## EXTRACT TO READ:
※ ※ ※
Inception Labs' Mercury 2 AI Beats Google's DiffusionGemma at Its Own Game

In brief

Inception Labs’ Mercury 2 generates roughly 1,000 tokens per second and scored 90 on the AIME 2026
Google’s recent DiffusionGemma hits similar speeds but performs worse on benchmarks.
DiffusionGemma is free and open-weight on Hugging Face. Mercury 2 is a paid, closed-weight API model.

Inception Labs introduced Mercury 2 on Thursday, calling it the world’s fastest reasoning language model. Per the company’s announcement, it generates about 1,000 tokens per second—the chunks of text an AI model reads and writes—against roughly 89 tokens per second for Anthropic’s Claude Haiku 4.5 Reasoning and 71 for OpenAI’s GPT-5 Mini.

That puts it in the same speed bracket Google would later claim for DiffusionGemma.

Welcome to the diffusion era.

We bet on parallel generation years ago, when it was a contrarian idea. It’s great to see the industry arrive.

Mercury 2 continues to lead the Pareto frontier for quality, speed, and cost among publicly available diffusion LLMs. pic.twitter.com/qSHuiR7vmH

— Inception (@_inception_ai) June 18, 2026

Both models get there by dropping the typewriter approach to writing. A standard chatbot writes one word, checks what it just wrote, then writes the next, looping until the answer is finished. Diffusion models instead fill a block of text with random placeholder tokens and erase the noise across a handful of parallel passes—the same trick that turns static into a photo in image generators like Stable Diffusion—until the whole block locks into a finished response at once.

Where the two diverge is what survives that process. On AIME 2026—built from real American Invitational Mathematics Examination problems and scored as the percentage solved correctly—Mercury 2 hit 90%. Google tested DiffusionGemma on the same set, where it scored 69.1%, while standard, non-diffusion Gemma 4 scored 88.3% on the same test.
※ ※ ※
## DATASET RECORDS:
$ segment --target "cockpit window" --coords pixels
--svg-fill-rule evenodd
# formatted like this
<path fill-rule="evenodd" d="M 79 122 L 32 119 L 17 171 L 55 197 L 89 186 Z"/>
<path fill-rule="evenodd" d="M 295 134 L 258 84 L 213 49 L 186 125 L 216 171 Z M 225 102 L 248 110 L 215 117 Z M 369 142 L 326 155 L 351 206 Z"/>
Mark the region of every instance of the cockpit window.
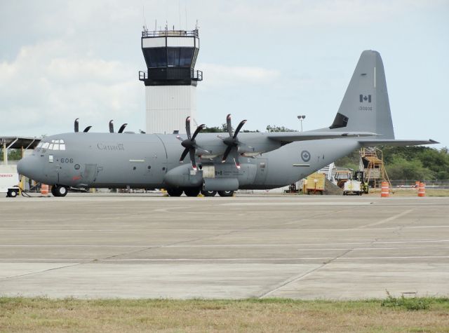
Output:
<path fill-rule="evenodd" d="M 51 142 L 40 142 L 36 149 L 42 148 L 48 150 L 65 150 L 65 144 L 64 140 L 51 140 Z"/>

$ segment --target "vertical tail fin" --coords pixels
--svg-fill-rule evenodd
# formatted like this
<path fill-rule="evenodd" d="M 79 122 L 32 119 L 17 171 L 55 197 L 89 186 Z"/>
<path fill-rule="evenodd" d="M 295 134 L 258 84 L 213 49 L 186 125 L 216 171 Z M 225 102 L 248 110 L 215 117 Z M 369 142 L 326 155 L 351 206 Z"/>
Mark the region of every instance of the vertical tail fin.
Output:
<path fill-rule="evenodd" d="M 384 64 L 378 52 L 362 52 L 333 124 L 335 131 L 373 132 L 394 139 Z"/>

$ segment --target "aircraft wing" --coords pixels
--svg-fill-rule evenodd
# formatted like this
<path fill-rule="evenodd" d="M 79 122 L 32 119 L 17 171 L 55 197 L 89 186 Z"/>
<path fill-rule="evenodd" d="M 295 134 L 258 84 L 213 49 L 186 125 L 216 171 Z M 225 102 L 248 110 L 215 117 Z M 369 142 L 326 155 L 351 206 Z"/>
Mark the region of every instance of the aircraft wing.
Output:
<path fill-rule="evenodd" d="M 283 143 L 376 135 L 377 134 L 370 132 L 272 132 L 267 134 L 269 139 Z"/>
<path fill-rule="evenodd" d="M 384 144 L 388 146 L 419 146 L 420 144 L 435 144 L 440 142 L 429 139 L 428 140 L 358 140 L 363 147 L 382 146 Z"/>

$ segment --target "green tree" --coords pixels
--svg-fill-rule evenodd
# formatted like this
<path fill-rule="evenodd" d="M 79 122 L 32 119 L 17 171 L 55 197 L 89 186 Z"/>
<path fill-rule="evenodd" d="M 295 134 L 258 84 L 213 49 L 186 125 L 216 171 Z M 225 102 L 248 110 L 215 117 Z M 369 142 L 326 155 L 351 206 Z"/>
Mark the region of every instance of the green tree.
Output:
<path fill-rule="evenodd" d="M 406 160 L 396 157 L 392 163 L 385 166 L 387 172 L 391 179 L 434 179 L 435 172 L 422 165 L 418 158 Z"/>

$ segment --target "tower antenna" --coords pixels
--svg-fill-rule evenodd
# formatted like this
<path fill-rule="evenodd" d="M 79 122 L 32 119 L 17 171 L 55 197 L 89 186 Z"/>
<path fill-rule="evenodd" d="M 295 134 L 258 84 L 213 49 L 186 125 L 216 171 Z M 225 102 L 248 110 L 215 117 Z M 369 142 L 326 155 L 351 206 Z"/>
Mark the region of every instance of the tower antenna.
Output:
※ ※ ※
## STUDY QUESTIONS:
• 1. Duplicate a passage from the Mercury 2 article, beginning at the words "Both models get" and stopping after "response at once.".
• 2. Translate this sentence from the Mercury 2 article into Spanish: "That puts it in the same speed bracket Google would later claim for DiffusionGemma."
• 3. Resume the Mercury 2 article, writing on from its final sentence.
The records have nothing to do with the Mercury 2 article.

## RESULTS BY TASK:
• 1.
Both models get there by dropping the typewriter approach to writing. A standard chatbot writes one word, checks what it just wrote, then writes the next, looping until the answer is finished. Diffusion models instead fill a block of text with random placeholder tokens and erase the noise across a handful of parallel passes—the same trick that turns static into a photo in image generators like Stable Diffusion—until the whole block locks into a finished response at once.

• 2. Eso lo sitúa en el mismo rango de velocidad que Google reivindicaría más tarde para DiffusionGemma.

• 3.
On GPQA, a PhD-level science benchmark scored the same way, the two models nearly tie: Mercury 2 at 77% against DiffusionGemma’s 73.2%. But Google’s own developer guide recommends standard Gemma 4 for applications that demand maximum quality, conceding DiffusionGemma trails it across the board.

The speed claim holds up outside the lab, too. Augment Code, an AI coding-agent company, swapped Mercury 2 in for Anthropic’s Claude Opus 4.7 on its context-compaction subagent and saw an 82% drop in latency and a 90% cut in cost, while reporting the same output quality, according to a joint case study.

Inception was built on research from its founder Stefano Ermon, a Stanford professor who co-authored some of the score-based diffusion techniques that power today’s image generators. The startup’s $50 million funding round drew backing from Nvidia’s venture arm and individual investors Andrew Ng and Andrej Karpathy.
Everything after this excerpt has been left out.